[TEXTE SOURCE]:
Hindi Zahra, briser les tabous, vivre libre
Yves Alavo
Pour l’ouverture officielle de la 24e édition du FINA, les organisateurs ont proposé sur la scène du National de la rue Ste-Catherine, Hindi Zahra. Née en 1979 à Khouribga, une ville minière du Sud marocain, Hindi Zahra débarque à Paris en 1993, pour rejoindre son père.  Issue d’une famille berbère, elle grandit au son des divas égyptiennes, elle écoute la musique des grandes voix du raï et du châabi, du rock’n roll marocain, des mélodies traditionnelles, du blues sahélien.  À ce menu ajoutons un peu de folk africain, une pincée de groove et de reggae. Ce sont ses oncles musiciens qui lui montrent le chemin.
C’est de cette légende que jaillit l’artiste que nous avons connu via les reportages des radios et des télés françaises. Elle est accompagnée de musiciens chevronnés, un son impeccable, deux guitares, un clavier et une percussion, enracinés dans l’univers moderne des notes métissées, des rythmes issus des contreforts du Bandiagara aux flancs de l’Atlas et bercés par les vagues « goréennes ». Les notes qu’elle utilise sont poussées par le souffle des plateaux éthiopiens ou alors percutées par les échos des forêts que traversent les fleuves Zambèze, Congo. Elles sont aussi, souvent propulsées par l’Harmattan des steppes sahéliennes.
Zahra signifie, selon les interprétations « fleur » ou/et « chance ». Elle est née pour vivre la passion pour les musiques, dans leur diversité. Après avoir obtenu son baccalauréat en France, elle apprend son métier sur les scènes dites alternatives. La chanson Oursoul, écrite en 2005, braque les projecteurs sur le thème qu’elle défend, la condition des jeunes filles forcées à se marier. C’est la première marche vers le succès et vers une série de textes et de mélodies qui la font connaître : Beautiful Tango qui fait vite le tour d’Internet est repéré par The Wire, le mensuel culturel de référence en Grande-Bretagne.
De contrat en « exposures », cette visibilité que lui a donné la mélodie d’une publicité qu’elle a composée à partir du thème de Beautiful Tango, Hindi Zahra écrit de nombreux textes et compose des mélodies qui se retrouvent sur son premier album. Il s’agit d’une œuvre personnelle remarquable qui donne la mesure de sa culture musicale. Sa musique situe son enracinement dans l’univers musical berbère, métissage né des transhumances des générations antérieures et actuelles sur les côtes méditerranéennes vers les sables du Sahara et sur les routes commerciales et intellectuelles qui ont constitué la gloire des empires africains.
Hindi Zahra surprend par l’ampleur et l’espace des paroles, la place centrale du chant et des références aux œuvres négro-américaines : blues, jazz, folk et soul de l’Alabama, tons et musiques de Chicago dans la détresse et dans l’époque de la fureur, timbres à la Miles Davis, Negro spirituals, Rythm’ and Blues, Rock’n’Roll et Funk à la lisière du Gospel parfois, le tout porté par une rythmique négro-africaine que bercent les mélodies Gnawa, Chaabi, avec un Raï urbain arrosé de coulis Flamenco et Manouche. Tout pour déstabiliser un auditoire conquis d’avance qui n’a cessé d’applaudir de la première note au dernier rappel interminable.
Hindi Zahra a de la personnalité, sa présence sur scène révèle une artiste qui a plus de décennies en qualité d’expérience que les trois de son âge biologique. Elle a du charme, celui qui touche et dont le souvenir est long, elle habite les cœurs, elle demeure en lien avec ses musiciens et transpire d’une féminité qui trahit son africanité profonde.

[EXTRAITS DE LIGNES]:
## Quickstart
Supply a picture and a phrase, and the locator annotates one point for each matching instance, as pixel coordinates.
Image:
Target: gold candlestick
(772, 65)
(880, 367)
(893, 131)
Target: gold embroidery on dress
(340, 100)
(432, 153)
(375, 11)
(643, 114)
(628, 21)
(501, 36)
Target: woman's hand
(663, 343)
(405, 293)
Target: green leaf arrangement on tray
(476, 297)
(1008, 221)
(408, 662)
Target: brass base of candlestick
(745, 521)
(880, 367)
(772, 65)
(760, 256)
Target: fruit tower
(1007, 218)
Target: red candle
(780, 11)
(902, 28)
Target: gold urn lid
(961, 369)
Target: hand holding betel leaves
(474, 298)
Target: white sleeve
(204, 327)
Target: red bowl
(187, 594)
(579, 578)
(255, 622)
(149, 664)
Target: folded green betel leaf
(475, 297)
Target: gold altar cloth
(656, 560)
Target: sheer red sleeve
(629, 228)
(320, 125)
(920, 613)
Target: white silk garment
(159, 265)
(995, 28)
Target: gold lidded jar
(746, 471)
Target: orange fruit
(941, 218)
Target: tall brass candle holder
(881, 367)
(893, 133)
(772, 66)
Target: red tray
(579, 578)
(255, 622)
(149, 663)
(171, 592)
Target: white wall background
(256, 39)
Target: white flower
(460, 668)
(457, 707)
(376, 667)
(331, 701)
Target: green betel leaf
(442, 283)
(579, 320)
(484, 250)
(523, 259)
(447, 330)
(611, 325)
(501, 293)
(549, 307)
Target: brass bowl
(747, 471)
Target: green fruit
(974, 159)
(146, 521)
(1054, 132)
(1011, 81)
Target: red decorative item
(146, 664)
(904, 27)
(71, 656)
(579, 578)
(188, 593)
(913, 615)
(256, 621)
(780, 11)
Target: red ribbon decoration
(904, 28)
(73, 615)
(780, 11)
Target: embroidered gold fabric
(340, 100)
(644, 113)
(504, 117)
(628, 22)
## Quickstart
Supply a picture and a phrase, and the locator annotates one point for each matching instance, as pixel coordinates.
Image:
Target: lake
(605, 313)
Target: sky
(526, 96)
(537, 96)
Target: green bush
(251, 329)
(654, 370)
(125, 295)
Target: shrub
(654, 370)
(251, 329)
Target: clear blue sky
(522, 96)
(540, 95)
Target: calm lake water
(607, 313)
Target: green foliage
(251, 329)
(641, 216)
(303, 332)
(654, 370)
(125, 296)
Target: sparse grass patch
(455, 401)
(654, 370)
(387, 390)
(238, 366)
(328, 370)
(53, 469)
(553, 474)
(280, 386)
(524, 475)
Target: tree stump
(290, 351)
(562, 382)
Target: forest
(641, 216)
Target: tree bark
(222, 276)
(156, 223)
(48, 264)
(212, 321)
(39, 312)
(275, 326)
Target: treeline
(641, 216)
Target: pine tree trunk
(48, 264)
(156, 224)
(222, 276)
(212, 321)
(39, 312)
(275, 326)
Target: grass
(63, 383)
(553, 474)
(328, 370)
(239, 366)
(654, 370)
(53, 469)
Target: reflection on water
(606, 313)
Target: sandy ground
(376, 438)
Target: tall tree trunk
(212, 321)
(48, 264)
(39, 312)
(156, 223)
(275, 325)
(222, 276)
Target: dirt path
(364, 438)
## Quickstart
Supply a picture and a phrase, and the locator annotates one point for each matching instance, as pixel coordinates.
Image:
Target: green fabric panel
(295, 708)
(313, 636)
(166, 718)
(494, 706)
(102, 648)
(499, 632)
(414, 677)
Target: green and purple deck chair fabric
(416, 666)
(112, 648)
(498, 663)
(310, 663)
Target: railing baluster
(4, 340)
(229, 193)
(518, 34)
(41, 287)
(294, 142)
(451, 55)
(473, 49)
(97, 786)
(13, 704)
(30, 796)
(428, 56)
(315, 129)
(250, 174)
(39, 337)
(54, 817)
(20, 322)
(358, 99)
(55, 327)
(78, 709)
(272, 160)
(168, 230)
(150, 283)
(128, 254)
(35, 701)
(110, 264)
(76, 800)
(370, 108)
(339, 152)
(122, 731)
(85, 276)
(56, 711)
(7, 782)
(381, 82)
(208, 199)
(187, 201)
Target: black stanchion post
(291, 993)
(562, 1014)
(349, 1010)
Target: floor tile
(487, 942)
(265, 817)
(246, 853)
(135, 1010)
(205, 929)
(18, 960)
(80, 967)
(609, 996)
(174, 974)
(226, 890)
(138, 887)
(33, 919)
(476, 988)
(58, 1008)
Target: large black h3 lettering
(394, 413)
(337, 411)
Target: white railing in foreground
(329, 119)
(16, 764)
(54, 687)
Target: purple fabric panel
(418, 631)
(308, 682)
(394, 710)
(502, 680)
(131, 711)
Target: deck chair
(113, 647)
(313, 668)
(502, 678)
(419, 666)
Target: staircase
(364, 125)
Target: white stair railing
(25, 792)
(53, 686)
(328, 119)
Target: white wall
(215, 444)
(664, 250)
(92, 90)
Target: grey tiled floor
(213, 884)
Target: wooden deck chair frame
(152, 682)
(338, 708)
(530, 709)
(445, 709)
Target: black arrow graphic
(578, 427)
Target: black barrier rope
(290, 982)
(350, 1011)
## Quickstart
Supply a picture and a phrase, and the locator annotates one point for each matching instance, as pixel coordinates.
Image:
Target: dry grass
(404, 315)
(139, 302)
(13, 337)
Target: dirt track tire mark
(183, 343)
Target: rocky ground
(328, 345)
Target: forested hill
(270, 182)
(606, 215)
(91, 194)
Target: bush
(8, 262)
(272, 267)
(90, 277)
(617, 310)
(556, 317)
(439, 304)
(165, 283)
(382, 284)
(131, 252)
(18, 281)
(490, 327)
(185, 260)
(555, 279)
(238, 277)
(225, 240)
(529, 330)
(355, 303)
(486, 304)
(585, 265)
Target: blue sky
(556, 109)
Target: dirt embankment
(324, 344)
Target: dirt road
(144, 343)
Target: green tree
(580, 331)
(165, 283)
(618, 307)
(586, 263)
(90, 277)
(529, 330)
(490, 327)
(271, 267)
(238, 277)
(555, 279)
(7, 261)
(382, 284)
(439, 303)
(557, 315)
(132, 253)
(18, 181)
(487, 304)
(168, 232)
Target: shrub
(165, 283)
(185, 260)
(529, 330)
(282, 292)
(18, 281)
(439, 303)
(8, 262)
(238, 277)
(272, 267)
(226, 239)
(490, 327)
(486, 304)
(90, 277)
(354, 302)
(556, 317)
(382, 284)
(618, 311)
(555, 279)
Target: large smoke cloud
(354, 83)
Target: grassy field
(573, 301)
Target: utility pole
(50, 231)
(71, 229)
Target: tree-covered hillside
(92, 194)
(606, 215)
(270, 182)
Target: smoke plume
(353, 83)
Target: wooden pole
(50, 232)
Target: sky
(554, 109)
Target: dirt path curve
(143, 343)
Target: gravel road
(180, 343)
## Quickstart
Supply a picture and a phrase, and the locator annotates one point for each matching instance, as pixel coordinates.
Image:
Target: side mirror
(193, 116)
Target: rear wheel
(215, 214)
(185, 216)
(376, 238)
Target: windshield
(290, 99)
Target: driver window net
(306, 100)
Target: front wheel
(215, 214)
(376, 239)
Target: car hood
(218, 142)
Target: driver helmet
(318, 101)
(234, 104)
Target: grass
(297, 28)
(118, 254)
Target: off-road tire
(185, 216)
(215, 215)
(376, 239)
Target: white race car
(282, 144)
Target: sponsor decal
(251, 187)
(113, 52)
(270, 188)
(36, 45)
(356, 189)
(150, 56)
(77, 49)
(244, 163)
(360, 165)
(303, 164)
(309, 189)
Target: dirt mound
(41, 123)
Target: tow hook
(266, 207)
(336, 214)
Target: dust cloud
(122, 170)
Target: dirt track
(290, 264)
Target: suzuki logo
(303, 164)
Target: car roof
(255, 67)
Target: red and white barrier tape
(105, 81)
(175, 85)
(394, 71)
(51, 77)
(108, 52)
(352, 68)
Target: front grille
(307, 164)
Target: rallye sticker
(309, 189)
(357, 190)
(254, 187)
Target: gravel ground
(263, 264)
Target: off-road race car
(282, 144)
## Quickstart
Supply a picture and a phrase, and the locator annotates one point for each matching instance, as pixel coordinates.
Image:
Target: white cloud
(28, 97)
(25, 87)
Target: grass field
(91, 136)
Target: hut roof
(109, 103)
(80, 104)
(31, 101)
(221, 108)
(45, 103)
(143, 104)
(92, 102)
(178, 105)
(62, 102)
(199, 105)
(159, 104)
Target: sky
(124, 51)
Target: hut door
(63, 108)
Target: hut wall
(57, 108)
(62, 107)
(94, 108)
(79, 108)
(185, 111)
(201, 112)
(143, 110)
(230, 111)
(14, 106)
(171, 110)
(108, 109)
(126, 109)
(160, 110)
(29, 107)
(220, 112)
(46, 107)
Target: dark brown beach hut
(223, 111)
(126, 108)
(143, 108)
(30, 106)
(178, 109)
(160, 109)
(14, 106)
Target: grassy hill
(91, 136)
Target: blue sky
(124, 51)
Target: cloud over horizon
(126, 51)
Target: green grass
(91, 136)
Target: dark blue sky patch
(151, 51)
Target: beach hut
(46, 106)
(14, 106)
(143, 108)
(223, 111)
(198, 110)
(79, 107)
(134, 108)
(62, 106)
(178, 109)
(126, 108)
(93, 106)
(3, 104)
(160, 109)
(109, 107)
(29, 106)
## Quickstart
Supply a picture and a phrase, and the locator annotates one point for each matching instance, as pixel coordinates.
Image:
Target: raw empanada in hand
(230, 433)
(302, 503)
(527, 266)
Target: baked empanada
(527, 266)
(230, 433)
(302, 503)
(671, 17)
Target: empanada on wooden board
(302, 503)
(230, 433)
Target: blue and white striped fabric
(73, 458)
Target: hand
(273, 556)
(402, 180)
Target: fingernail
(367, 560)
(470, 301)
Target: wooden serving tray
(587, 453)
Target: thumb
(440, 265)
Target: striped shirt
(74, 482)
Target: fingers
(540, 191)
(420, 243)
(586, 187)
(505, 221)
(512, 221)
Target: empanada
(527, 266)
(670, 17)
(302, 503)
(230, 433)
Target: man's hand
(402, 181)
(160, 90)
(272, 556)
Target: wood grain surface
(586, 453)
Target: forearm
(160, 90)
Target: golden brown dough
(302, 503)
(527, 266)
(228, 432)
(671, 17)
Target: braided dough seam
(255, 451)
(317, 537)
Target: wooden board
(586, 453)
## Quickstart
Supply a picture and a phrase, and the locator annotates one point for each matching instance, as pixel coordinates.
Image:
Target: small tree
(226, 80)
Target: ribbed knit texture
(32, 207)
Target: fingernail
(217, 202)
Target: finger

[CONSIGNE]: Selon le texte source, quel mensuel britannique a repéré la chanson Beautiful Tango ?

[ESPACE DE RÉPONSE]: The Wire, le mensuel culturel de référence en Grande-Bretagne.